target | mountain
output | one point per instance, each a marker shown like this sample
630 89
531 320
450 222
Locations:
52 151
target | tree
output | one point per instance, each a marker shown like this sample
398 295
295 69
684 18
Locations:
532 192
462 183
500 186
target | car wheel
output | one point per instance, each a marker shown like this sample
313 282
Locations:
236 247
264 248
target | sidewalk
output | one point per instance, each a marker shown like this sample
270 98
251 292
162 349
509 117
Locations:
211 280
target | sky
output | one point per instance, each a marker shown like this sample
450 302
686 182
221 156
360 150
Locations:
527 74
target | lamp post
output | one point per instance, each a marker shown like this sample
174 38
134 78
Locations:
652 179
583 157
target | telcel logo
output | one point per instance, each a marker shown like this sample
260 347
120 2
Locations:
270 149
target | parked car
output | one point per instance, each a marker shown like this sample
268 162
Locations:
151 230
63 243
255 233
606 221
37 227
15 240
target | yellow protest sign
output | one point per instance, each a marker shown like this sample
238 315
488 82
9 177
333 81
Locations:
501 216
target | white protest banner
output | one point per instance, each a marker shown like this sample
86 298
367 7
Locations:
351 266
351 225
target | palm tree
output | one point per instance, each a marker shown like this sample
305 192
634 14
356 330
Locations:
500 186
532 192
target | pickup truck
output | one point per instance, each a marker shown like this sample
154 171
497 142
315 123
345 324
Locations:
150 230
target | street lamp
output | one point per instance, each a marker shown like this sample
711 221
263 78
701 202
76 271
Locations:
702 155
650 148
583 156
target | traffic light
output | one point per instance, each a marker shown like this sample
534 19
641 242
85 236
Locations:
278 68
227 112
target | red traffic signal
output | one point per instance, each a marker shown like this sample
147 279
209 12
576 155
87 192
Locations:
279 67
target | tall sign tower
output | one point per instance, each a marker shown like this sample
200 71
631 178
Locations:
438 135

===

▶ INSTRUCTION: Reproduce all of the material above with each occurrence of "marker" changed to "dot" and every other character left as it is.

▶ TASK OUTPUT:
target | mountain
output | one point per instance, each a dot shown like this sample
630 89
531 320
450 222
Locations:
52 151
target | tree
output | one point per instance, each a dot shown like this sample
398 295
295 69
684 18
Locations:
532 192
462 183
500 186
target | car wheel
output | one point per instance, each a dot shown like this sample
313 282
Locations:
236 247
264 248
target | sidewalk
output | one point per instance, each a dot shown like this sample
270 98
251 292
162 349
509 117
Locations:
211 280
target | sky
output | one point per instance, each a dot shown like this sample
450 302
686 182
221 156
360 150
Locations:
527 74
target | lamp post
output | one point per instance, each a dot shown like this sample
174 38
134 78
Locations:
652 179
583 157
target | telcel logo
output | one point per instance, each a dot shown like this sample
260 347
120 2
Locations:
270 149
target | parked car
output | one point per instance, each a dot shown like this sample
268 162
Locations:
151 230
63 243
255 233
606 221
37 227
15 240
target | yellow protest sign
output | one point per instance, each a dot shown like this sample
238 315
488 82
9 177
333 81
Locations:
501 216
target | white protest banner
output | one point per instance, each a dot shown like this sample
86 298
367 7
Locations:
351 266
351 225
target | palm tree
output | one point per instance, each a dot shown like this sample
305 192
634 14
356 330
Locations:
500 186
532 192
target | pickup truck
output | one point per instance, each a dot shown like this sample
154 171
497 142
315 123
345 324
Locations:
150 230
target | street lamp
output | one point per instance, each a dot shown like this sample
711 221
263 78
701 202
76 271
Locations:
702 155
650 148
583 156
target | traffic light
output | one point per instance, each a dot shown like this sample
534 19
641 242
85 236
Locations:
278 68
227 112
target | red traffic signal
output | one point per instance, each a dot shown like this sample
147 279
209 12
576 155
87 192
Locations:
279 67
target | tall sign tower
output | one point per instance, each a dot shown like this sample
200 71
631 178
Locations:
438 135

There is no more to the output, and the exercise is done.